Your answer is the listing, printed exactly as given.

__________________________________________________

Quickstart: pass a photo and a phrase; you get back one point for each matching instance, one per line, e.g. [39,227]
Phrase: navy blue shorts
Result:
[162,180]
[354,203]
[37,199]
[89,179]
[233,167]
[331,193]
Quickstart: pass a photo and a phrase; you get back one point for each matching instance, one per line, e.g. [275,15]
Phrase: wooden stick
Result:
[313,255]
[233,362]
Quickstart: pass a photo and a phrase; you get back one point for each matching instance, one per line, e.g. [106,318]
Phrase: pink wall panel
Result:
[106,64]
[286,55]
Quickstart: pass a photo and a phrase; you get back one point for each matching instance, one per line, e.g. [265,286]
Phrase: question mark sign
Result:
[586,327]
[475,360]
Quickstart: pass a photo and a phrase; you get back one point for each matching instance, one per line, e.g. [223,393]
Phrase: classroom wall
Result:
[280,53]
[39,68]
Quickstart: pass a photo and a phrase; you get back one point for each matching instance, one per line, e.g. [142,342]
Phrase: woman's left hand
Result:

__________________________________________________

__Result of the exercise__:
Quickstart: pass a photo and a phrase; you get back one point for each matching instance, one per line, e.g. [39,227]
Phrase: navy blue shorts
Result:
[162,180]
[354,203]
[37,199]
[89,179]
[233,167]
[331,193]
Quickstart: pass a photo and a phrase; you get back one point for each matching instance, one per line, e.g. [275,15]
Phrase: wooden stick
Result:
[313,255]
[233,362]
Quickstart: pass a photo and a phrase; you get back one point for each matching instance, one per line, e.g. [106,318]
Phrase: pink wall panel
Result:
[106,64]
[286,55]
Quickstart: pass a photo and a phrase; you get back one point for each matching instance, one per line, e.g. [265,286]
Phrase: question mark sign
Result:
[586,327]
[475,360]
Quickstart: pass a photo and a phrase; you get back one point for each matching instance, one per line, e.g. [223,393]
Phrase: classroom wall
Result:
[280,53]
[39,68]
Quickstart: pass a photo and a phrase; you get back one point for each matching instance, one per line, e.g. [142,342]
Phrase: woman's left hand
Result:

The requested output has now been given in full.